::: Текст страницы

Русское Воскресение | Алексей Карпов | 03.02.2009 |
Отрадно, что Президент России обратил своё внимание на те несуразности, которые содержатся в тестах по истории к единому государственному экзамену (пресловутому ЕГЭ). Притом сделал это публично, на всю страну. Реакция Министерства образования и лично господина Фурсенко оказалась вполне предсказуемой: с одной стороны, тут же было заявлено, что Президенту вручили «не те» тесты, не прошедшие никакого одобрения, не рекомендованные Министерством и т. д., — словом, кем-то кустарно изготовленные и изданные, а потому и спрашивать не с кого и не за что. С другой — с похвальной оперативностью отрапортовано о подготовке некоего «нормативного акта, который позволит оценить качество всех издаваемых в России пособий по единому государственному экзамену», чего, оказывается, раньше не было. Слава Богу, спохватились, хотя бы после высочайшего окрика.
Но дело ведь не в глупости какого-то одного, случайно попавшегося на глаза Президенту вопроса и не в том, что тесты, из которых был извлечён этот вопрос, не получили одобрения Министерства. Издания такого рода и появляются в изобилии только потому, что на них есть спрос, что эти самые тесты к ЕГЭ как снег на голову обрушились и на учителей, и на учеников, и житья от них в школе нет ни тем, ни другим. А это уже всецело на совести Министерства.

::::::

▶ _Короткое упражнение a_
Оформи в виде нумерованного списка ту часть строк, которая открывается самой первой строкой и закрывается строкой, содержащей «[354,78,399,143]», включая обе границы. Пустые строки в список не включай.
Текст и строки никак не связаны друг с другом.

::: Исходный материал

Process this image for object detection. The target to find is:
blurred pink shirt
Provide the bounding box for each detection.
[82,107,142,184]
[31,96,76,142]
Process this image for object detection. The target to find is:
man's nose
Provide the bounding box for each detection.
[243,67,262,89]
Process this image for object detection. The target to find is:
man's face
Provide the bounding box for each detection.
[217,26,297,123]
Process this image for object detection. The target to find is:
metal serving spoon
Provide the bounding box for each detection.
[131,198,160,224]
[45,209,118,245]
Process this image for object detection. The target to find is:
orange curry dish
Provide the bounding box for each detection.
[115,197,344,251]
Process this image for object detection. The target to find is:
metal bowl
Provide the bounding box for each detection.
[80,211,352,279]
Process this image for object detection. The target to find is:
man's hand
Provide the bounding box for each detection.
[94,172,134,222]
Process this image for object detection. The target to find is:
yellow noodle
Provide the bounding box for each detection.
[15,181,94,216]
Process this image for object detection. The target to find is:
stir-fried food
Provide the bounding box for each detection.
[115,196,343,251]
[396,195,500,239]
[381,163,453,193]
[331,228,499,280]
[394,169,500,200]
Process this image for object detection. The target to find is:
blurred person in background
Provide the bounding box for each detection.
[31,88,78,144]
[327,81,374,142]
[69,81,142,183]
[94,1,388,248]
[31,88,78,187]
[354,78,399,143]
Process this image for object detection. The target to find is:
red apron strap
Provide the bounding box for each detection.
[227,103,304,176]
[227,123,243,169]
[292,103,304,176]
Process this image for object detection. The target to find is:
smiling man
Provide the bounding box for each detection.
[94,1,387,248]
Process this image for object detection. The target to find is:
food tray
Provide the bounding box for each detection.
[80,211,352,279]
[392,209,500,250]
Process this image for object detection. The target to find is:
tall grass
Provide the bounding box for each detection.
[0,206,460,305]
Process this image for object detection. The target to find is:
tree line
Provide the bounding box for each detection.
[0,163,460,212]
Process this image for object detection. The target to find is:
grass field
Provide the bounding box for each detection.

::::::

▶ _Короткое упражнение b_
Верни дословно ту часть текста о тестах к ЕГЭ, которая открывается словами «Но дело ведь» и закрывается словами «на совести Министерства.».

▶ _Ответ на упражнение a_
1. Process this image for object detection. The target to find is:
2. blurred pink shirt
3. Provide the bounding box for each detection.
4. [82,107,142,184]
5. [31,96,76,142]
6. Process this image for object detection. The target to find is:
7. man's nose
8. Provide the bounding box for each detection.
9. [243,67,262,89]
10. Process this image for object detection. The target to find is:
11. man's face
12. Provide the bounding box for each detection.
13. [217,26,297,123]
14. Process this image for object detection. The target to find is:
15. metal serving spoon
16. Provide the bounding box for each detection.
17. [131,198,160,224]
18. [45,209,118,245]
19. Process this image for object detection. The target to find is:
20. orange curry dish
21. Provide the bounding box for each detection.
22. [115,197,344,251]
23. Process this image for object detection. The target to find is:
24. metal bowl
25. Provide the bounding box for each detection.
26. [80,211,352,279]
27. Process this image for object detection. The target to find is:
28. man's hand
29. Provide the bounding box for each detection.
30. [94,172,134,222]
31. Process this image for object detection. The target to find is:
32. yellow noodle
33. Provide the bounding box for each detection.
34. [15,181,94,216]
35. Process this image for object detection. The target to find is:
36. stir-fried food
37. Provide the bounding box for each detection.
38. [115,196,343,251]
39. [396,195,500,239]
40. [381,163,453,193]
41. [331,228,499,280]
42. [394,169,500,200]
43. Process this image for object detection. The target to find is:
44. blurred person in background
45. Provide the bounding box for each detection.
46. [31,88,78,144]
47. [327,81,374,142]
48. [69,81,142,183]
49. [94,1,388,248]
50. [31,88,78,187]
51. [354,78,399,143]

▶ _Ответ на упражнение b_
Но дело ведь не в глупости какого-то одного, случайно попавшегося на глаза Президенту вопроса и не в том, что тесты, из которых был извлечён этот вопрос, не получили одобрения Министерства. Издания такого рода и появляются в изобилии только потому, что на них есть спрос, что эти самые тесты к ЕГЭ как снег на голову обрушились и на учителей, и на учеников, и житья от них в школе нет ни тем, ни другим. А это уже всецело на совести Министерства.